» **Required action**:
Nothing but an exact copy of the data should be given.
[Opening Data under study section]
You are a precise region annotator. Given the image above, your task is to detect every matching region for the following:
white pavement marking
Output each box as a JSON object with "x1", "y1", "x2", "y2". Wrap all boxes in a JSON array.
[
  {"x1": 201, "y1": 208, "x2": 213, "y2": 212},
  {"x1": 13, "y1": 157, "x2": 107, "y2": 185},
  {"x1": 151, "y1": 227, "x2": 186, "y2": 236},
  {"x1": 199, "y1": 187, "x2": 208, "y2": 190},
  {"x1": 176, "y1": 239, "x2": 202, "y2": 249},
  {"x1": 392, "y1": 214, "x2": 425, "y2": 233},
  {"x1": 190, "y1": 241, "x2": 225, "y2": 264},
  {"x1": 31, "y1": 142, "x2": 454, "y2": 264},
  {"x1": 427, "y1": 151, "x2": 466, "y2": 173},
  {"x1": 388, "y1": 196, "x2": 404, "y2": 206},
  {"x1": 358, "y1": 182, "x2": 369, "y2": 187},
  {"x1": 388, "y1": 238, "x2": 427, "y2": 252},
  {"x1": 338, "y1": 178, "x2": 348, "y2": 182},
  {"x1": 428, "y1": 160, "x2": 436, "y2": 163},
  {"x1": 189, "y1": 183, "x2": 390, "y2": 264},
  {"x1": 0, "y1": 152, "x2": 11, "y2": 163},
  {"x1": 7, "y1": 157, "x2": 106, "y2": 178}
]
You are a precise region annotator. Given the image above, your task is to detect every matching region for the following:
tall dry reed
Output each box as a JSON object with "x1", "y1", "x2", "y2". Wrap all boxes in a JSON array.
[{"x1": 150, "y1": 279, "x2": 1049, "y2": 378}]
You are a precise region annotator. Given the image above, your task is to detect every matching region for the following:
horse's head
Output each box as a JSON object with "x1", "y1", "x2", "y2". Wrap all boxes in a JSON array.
[Closing Data under study section]
» **Written solution**:
You are a precise region annotator. Given the image above, your task is to detect every matching region for the following:
white pavement marking
Output each box as a JSON object with "x1", "y1", "x2", "y2". Wrap all boxes in a JSON array.
[
  {"x1": 201, "y1": 208, "x2": 213, "y2": 212},
  {"x1": 13, "y1": 157, "x2": 107, "y2": 185},
  {"x1": 151, "y1": 227, "x2": 186, "y2": 236},
  {"x1": 199, "y1": 187, "x2": 208, "y2": 190},
  {"x1": 176, "y1": 239, "x2": 202, "y2": 249},
  {"x1": 392, "y1": 214, "x2": 425, "y2": 233},
  {"x1": 190, "y1": 241, "x2": 225, "y2": 264},
  {"x1": 31, "y1": 142, "x2": 454, "y2": 264},
  {"x1": 427, "y1": 151, "x2": 466, "y2": 173},
  {"x1": 388, "y1": 196, "x2": 404, "y2": 206},
  {"x1": 358, "y1": 182, "x2": 369, "y2": 187},
  {"x1": 388, "y1": 238, "x2": 427, "y2": 252},
  {"x1": 338, "y1": 178, "x2": 348, "y2": 182},
  {"x1": 428, "y1": 160, "x2": 436, "y2": 163},
  {"x1": 189, "y1": 183, "x2": 390, "y2": 264},
  {"x1": 0, "y1": 152, "x2": 11, "y2": 163},
  {"x1": 7, "y1": 157, "x2": 106, "y2": 178}
]
You are a precise region annotator. Given the image above, your task is to detect every matching region for the following:
tall dry reed
Output each box as a JSON object with "x1", "y1", "x2", "y2". Wrap all boxes in a JSON array.
[{"x1": 150, "y1": 279, "x2": 1049, "y2": 378}]
You are a precise region annotator. Given the image above, your task is to detect every matching region for the following:
horse's head
Output each box as a JSON object with "x1", "y1", "x2", "y2". Wrap all boxes in a JSON array.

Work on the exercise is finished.